## Work required:
Copy out every line of the entries below in full, but offset each bounding-box coordinate by adding 5 to it. Leave the pictures out of your answer.

Region labeling records:

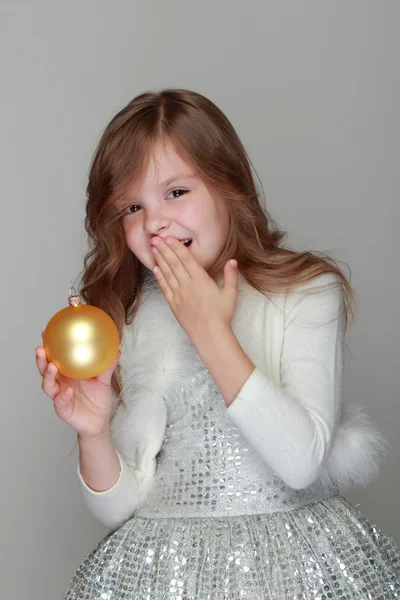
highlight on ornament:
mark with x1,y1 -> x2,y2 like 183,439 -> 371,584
43,287 -> 120,379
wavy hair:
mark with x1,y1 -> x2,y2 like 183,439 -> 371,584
76,88 -> 355,422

## Correct answer:
highlight on ornament:
mark with x1,y1 -> x2,y2 like 183,439 -> 371,584
48,292 -> 125,384
wavy hair:
mark with x1,y1 -> x2,y2 like 183,439 -> 371,584
81,93 -> 360,427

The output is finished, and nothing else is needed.